* Prompt
Reproduce each of the entries below verbatim, from first to last.

— Start of Input —

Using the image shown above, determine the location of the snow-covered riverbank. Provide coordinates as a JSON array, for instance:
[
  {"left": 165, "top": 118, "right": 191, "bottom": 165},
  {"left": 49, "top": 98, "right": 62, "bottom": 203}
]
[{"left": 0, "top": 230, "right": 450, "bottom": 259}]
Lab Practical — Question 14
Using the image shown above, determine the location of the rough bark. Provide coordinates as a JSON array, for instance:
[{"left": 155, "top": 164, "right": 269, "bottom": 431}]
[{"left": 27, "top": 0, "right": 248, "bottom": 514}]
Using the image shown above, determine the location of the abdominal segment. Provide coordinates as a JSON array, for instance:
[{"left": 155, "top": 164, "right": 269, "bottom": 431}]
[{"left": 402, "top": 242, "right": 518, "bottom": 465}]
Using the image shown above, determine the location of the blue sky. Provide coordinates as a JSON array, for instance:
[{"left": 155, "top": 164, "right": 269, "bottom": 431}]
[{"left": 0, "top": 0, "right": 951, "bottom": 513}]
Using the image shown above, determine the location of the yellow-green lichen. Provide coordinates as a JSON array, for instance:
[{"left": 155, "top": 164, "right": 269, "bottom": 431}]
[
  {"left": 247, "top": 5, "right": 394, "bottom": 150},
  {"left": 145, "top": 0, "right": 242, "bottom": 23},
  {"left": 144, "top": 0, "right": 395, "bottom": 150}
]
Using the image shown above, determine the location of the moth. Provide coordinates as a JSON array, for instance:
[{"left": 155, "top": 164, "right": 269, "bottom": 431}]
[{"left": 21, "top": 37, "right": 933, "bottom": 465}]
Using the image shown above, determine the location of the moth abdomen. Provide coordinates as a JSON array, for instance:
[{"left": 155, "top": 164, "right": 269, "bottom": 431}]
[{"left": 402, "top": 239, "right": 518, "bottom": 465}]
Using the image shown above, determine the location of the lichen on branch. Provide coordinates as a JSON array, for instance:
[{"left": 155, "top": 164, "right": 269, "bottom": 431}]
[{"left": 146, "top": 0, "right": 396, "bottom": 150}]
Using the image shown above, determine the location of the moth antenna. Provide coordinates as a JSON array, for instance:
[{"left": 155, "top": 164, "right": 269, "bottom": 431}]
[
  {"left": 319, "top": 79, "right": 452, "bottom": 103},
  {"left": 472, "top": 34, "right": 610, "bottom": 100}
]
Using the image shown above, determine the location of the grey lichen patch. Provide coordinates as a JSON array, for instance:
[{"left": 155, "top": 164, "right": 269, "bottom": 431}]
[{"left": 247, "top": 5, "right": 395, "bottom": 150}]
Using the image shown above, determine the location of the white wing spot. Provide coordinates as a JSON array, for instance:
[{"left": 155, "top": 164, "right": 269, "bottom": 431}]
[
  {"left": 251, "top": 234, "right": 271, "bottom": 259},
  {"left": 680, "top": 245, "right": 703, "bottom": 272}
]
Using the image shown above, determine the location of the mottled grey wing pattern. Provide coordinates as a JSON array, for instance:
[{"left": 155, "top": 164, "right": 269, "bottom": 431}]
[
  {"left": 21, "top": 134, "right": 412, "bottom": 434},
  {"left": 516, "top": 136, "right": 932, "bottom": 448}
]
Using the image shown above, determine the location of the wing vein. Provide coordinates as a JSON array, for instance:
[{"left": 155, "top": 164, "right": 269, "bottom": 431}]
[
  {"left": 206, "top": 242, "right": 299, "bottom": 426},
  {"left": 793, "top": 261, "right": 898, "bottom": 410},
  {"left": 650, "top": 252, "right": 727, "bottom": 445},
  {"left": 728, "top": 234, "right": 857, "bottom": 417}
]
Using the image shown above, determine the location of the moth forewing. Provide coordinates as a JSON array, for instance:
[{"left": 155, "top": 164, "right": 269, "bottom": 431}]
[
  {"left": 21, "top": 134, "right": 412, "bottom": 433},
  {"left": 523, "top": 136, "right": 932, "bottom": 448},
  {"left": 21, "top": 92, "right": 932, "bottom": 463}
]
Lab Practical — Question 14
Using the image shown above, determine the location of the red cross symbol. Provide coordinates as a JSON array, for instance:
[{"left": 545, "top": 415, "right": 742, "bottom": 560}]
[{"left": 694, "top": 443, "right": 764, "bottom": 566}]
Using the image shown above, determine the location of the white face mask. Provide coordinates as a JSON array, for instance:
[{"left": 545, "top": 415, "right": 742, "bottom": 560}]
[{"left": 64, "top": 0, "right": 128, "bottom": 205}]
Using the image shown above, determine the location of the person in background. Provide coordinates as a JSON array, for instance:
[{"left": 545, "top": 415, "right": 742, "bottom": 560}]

— End of Input —

* Problem solution
Using the image shown above, determine the location of the snow-covered riverbank. Provide coordinates as a JSON array, for instance:
[
  {"left": 165, "top": 118, "right": 191, "bottom": 165},
  {"left": 49, "top": 98, "right": 62, "bottom": 203}
]
[{"left": 0, "top": 230, "right": 450, "bottom": 259}]
Lab Practical — Question 14
Using the image shown above, determine the location of the rough bark. Provide coordinates as a JSON array, for instance:
[{"left": 155, "top": 164, "right": 269, "bottom": 431}]
[{"left": 27, "top": 0, "right": 248, "bottom": 514}]
Using the image shown above, determine the location of the abdominal segment. Provide coordinates as a JSON array, for instance:
[{"left": 155, "top": 164, "right": 269, "bottom": 431}]
[{"left": 402, "top": 242, "right": 518, "bottom": 465}]
Using the image shown above, determine the location of the blue sky. Provide coordinates as a JSON array, for instance:
[{"left": 155, "top": 164, "right": 269, "bottom": 431}]
[{"left": 0, "top": 0, "right": 951, "bottom": 513}]
Using the image shown above, determine the location of the yellow-green lichen. Provide coordinates as a JSON array, for instance:
[{"left": 155, "top": 164, "right": 269, "bottom": 431}]
[
  {"left": 247, "top": 5, "right": 394, "bottom": 150},
  {"left": 145, "top": 0, "right": 242, "bottom": 23},
  {"left": 144, "top": 0, "right": 395, "bottom": 150}
]
Using the image shown above, determine the location of the moth. Provide coordinates as a JSON array, for instance:
[{"left": 155, "top": 164, "right": 269, "bottom": 431}]
[{"left": 21, "top": 37, "right": 933, "bottom": 465}]
Using the image shown above, determine the location of the moth abdomen. Provide coordinates as a JSON array, for instance:
[{"left": 155, "top": 164, "right": 269, "bottom": 431}]
[{"left": 402, "top": 239, "right": 518, "bottom": 465}]
Using the image shown above, determine the location of the lichen on branch. Provide coordinates as a JSON array, for instance:
[{"left": 155, "top": 164, "right": 269, "bottom": 431}]
[{"left": 146, "top": 0, "right": 396, "bottom": 150}]
Using the image shown above, determine the location of the moth antenna. Provide coordinates as a JSON array, for instance:
[{"left": 155, "top": 164, "right": 269, "bottom": 431}]
[
  {"left": 319, "top": 79, "right": 452, "bottom": 103},
  {"left": 472, "top": 34, "right": 610, "bottom": 100}
]
Using the image shown above, determine the location of the grey lichen patch. Provide coordinates as a JSON array, for instance:
[{"left": 155, "top": 164, "right": 269, "bottom": 431}]
[{"left": 247, "top": 5, "right": 395, "bottom": 150}]
Using the image shown above, determine the location of the white wing spot. Provide coordinates as a JSON array, for instance:
[{"left": 155, "top": 164, "right": 269, "bottom": 431}]
[
  {"left": 251, "top": 234, "right": 271, "bottom": 259},
  {"left": 680, "top": 245, "right": 703, "bottom": 272}
]
Using the image shown above, determine the location of the mottled grey wing pattern. Provide coordinates as a JSON array, for instance:
[{"left": 155, "top": 164, "right": 269, "bottom": 431}]
[
  {"left": 21, "top": 134, "right": 412, "bottom": 434},
  {"left": 516, "top": 136, "right": 932, "bottom": 448}
]
Using the image shown above, determine the location of the wing vein. Provide coordinates as a JSON array, for instance:
[{"left": 155, "top": 164, "right": 269, "bottom": 431}]
[
  {"left": 206, "top": 242, "right": 299, "bottom": 426},
  {"left": 793, "top": 261, "right": 898, "bottom": 410},
  {"left": 650, "top": 252, "right": 727, "bottom": 445},
  {"left": 728, "top": 234, "right": 857, "bottom": 417}
]
Using the image shown above, determine the location of the moth forewing. Provide coordinates as a JSON array, for instance:
[{"left": 155, "top": 164, "right": 269, "bottom": 431}]
[
  {"left": 21, "top": 134, "right": 412, "bottom": 433},
  {"left": 523, "top": 136, "right": 932, "bottom": 448},
  {"left": 21, "top": 92, "right": 932, "bottom": 463}
]
Lab Practical — Question 14
Using the image shown above, determine the location of the red cross symbol. Provide coordinates as a JSON array, for instance:
[{"left": 545, "top": 415, "right": 742, "bottom": 560}]
[{"left": 694, "top": 443, "right": 764, "bottom": 566}]
Using the image shown above, determine the location of the white face mask. Provide coordinates as a JSON array, for instance:
[{"left": 545, "top": 415, "right": 742, "bottom": 560}]
[{"left": 64, "top": 0, "right": 128, "bottom": 205}]
Using the image shown above, determine the location of the person in background. Provide coordinates as a JSON array, for instance:
[{"left": 545, "top": 415, "right": 742, "bottom": 560}]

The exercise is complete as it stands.